= Beginning of Section =

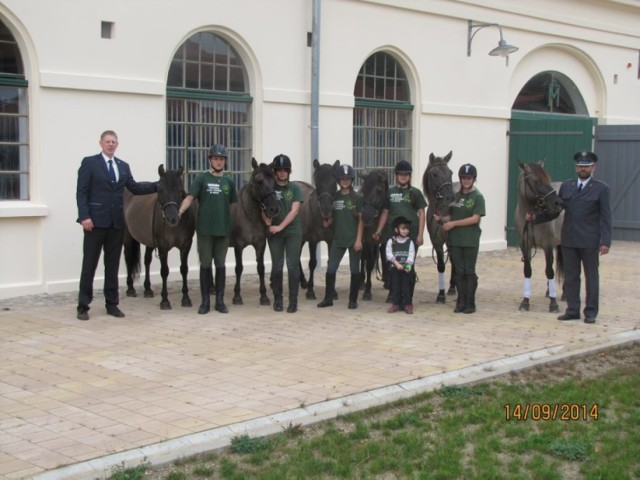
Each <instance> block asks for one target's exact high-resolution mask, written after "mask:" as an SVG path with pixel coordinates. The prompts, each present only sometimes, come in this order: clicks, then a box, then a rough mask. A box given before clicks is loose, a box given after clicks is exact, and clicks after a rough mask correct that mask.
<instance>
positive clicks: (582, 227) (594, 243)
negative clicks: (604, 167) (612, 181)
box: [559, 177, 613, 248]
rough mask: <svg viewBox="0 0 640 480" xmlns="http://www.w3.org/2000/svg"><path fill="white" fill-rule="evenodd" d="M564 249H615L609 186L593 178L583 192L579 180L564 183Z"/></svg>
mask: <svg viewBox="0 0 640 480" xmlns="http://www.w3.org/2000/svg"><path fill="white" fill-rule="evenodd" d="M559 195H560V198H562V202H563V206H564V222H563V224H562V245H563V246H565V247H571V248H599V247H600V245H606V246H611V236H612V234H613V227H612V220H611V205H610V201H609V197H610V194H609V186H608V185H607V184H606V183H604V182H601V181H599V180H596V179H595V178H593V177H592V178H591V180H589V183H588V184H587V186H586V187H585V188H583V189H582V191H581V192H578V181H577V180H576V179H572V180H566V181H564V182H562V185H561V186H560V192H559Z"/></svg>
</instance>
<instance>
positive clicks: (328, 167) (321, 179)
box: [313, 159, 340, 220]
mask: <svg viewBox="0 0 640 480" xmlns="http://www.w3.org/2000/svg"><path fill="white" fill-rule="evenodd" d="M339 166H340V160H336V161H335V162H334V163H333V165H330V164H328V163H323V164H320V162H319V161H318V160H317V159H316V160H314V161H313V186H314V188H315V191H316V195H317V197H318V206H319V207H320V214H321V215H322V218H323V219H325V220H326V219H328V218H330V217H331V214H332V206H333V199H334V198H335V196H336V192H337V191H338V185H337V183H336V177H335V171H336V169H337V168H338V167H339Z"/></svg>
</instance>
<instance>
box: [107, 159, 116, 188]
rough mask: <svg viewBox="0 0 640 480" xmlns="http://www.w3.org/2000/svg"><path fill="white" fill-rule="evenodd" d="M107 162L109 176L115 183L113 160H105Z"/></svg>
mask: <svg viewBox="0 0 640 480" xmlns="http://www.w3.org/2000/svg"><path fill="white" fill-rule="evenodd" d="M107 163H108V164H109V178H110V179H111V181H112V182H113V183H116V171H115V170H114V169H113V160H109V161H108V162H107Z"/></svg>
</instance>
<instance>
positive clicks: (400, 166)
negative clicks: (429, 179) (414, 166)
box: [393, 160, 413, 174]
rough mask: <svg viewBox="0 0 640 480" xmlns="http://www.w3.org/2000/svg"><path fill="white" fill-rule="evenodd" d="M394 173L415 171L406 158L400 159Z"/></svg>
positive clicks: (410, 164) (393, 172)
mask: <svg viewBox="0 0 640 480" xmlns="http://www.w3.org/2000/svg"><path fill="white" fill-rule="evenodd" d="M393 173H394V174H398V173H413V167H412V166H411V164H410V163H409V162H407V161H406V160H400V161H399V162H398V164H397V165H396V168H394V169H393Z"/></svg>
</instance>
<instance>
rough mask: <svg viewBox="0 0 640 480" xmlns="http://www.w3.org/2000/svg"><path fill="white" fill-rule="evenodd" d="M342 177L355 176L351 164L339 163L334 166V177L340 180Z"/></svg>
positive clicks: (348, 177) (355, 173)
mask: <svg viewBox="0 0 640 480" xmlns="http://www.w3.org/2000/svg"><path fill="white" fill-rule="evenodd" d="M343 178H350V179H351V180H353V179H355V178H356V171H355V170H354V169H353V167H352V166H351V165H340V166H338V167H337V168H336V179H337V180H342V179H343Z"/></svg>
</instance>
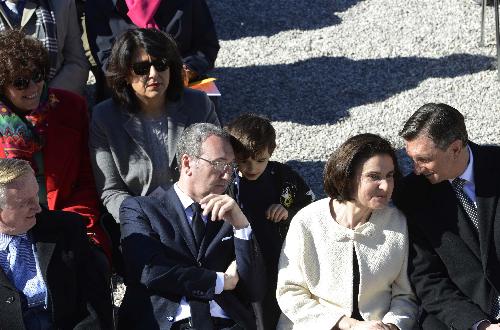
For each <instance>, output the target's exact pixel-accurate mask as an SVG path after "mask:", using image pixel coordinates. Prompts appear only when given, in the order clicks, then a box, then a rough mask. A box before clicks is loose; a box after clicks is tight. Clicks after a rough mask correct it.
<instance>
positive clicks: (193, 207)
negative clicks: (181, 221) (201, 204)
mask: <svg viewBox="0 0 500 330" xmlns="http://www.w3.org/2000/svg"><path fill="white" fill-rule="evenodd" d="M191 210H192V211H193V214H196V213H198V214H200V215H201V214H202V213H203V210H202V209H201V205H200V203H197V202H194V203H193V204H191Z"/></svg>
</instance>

= End of Section =

- TASK ITEM
Rewrite every line of the entries above as a numbered list, skipping blank lines and omitting the pictures.

- RESULT
1. Each <instance> block asks for one target's exact high-resolution mask, written after "mask:" as an SVG path with pixel coordinates. The prompts, each present only sometimes, come in this order: clicks, then a box, then a rough mask. A box given before clicks is loose, a box given after clicks is exact, and clicks after a rough mask correct that mask.
2. <instance>
3. positive clicks: (582, 227) (594, 243)
4. negative clicks: (604, 167) (612, 181)
5. box: [559, 177, 613, 248]
6. rough mask: <svg viewBox="0 0 640 480" xmlns="http://www.w3.org/2000/svg"><path fill="white" fill-rule="evenodd" d="M564 249H615L609 186L593 178L583 192L579 180L564 183Z"/></svg>
7. mask: <svg viewBox="0 0 640 480" xmlns="http://www.w3.org/2000/svg"><path fill="white" fill-rule="evenodd" d="M559 195H560V198H562V202H563V206H564V222H563V224H562V245H563V246H565V247H571V248H599V247H600V245H606V246H611V236H612V234H613V227H612V220H611V205H610V201H609V197H610V194H609V186H608V185H607V184H606V183H604V182H601V181H599V180H596V179H595V178H593V177H592V178H591V180H589V183H588V184H587V186H586V187H585V188H583V189H582V191H581V192H578V181H577V180H576V179H572V180H566V181H564V182H562V185H561V186H560V192H559Z"/></svg>
8. </instance>
9. <instance>
10. positive clicks: (328, 167) (321, 179)
11. box: [313, 159, 340, 220]
12. mask: <svg viewBox="0 0 640 480" xmlns="http://www.w3.org/2000/svg"><path fill="white" fill-rule="evenodd" d="M339 166H340V160H336V161H335V162H334V163H333V165H330V164H328V163H323V164H320V162H319V161H318V160H317V159H316V160H314V161H313V186H314V188H315V191H316V195H317V197H318V206H319V207H320V214H321V215H322V218H323V219H325V220H326V219H328V218H330V217H331V214H332V206H333V199H334V198H335V196H336V192H337V191H338V185H337V183H336V177H335V171H336V169H337V168H338V167H339Z"/></svg>
13. </instance>
14. <instance>
15. box: [107, 159, 116, 188]
16. rough mask: <svg viewBox="0 0 640 480" xmlns="http://www.w3.org/2000/svg"><path fill="white" fill-rule="evenodd" d="M107 162L109 176L115 183L113 160H105Z"/></svg>
17. mask: <svg viewBox="0 0 640 480" xmlns="http://www.w3.org/2000/svg"><path fill="white" fill-rule="evenodd" d="M107 163H108V164H109V178H110V179H111V181H112V182H113V183H116V171H115V170H114V169H113V160H109V161H108V162H107Z"/></svg>
18. </instance>
19. <instance>
20. positive clicks: (400, 166)
21. negative clicks: (429, 179) (414, 166)
22. box: [393, 160, 413, 174]
23. rough mask: <svg viewBox="0 0 640 480" xmlns="http://www.w3.org/2000/svg"><path fill="white" fill-rule="evenodd" d="M394 173L415 171L406 158L400 159Z"/></svg>
24. positive clicks: (410, 164) (393, 172)
25. mask: <svg viewBox="0 0 640 480" xmlns="http://www.w3.org/2000/svg"><path fill="white" fill-rule="evenodd" d="M393 173H394V174H398V173H413V167H412V166H411V164H410V163H409V162H407V161H406V160H400V161H399V162H398V164H397V165H396V168H394V169H393Z"/></svg>
26. </instance>
27. <instance>
28. rough mask: <svg viewBox="0 0 640 480" xmlns="http://www.w3.org/2000/svg"><path fill="white" fill-rule="evenodd" d="M342 177L355 176L351 164L339 163L334 166V177L340 180Z"/></svg>
29. positive clicks: (348, 177) (355, 173)
30. mask: <svg viewBox="0 0 640 480" xmlns="http://www.w3.org/2000/svg"><path fill="white" fill-rule="evenodd" d="M343 178H350V179H351V180H353V179H355V178H356V171H355V170H354V169H353V167H352V166H351V165H340V166H338V167H337V168H336V179H337V180H342V179H343Z"/></svg>
31. </instance>
32. For each <instance>, output the target's exact pixel-accurate mask as an SVG path after "mask:", using image pixel coordinates. Prompts appear only when given, in the order clicks, then a box, then a rough mask. A box before clicks is loose; a box after clicks is tight. Clicks after a rough mask correct it.
33. <instance>
34. positive clicks: (193, 207)
35. negative clicks: (181, 221) (201, 204)
36. mask: <svg viewBox="0 0 500 330" xmlns="http://www.w3.org/2000/svg"><path fill="white" fill-rule="evenodd" d="M191 210H192V211H193V214H196V213H198V214H200V215H201V214H202V213H203V210H202V209H201V205H200V203H197V202H194V203H193V204H191Z"/></svg>
37. </instance>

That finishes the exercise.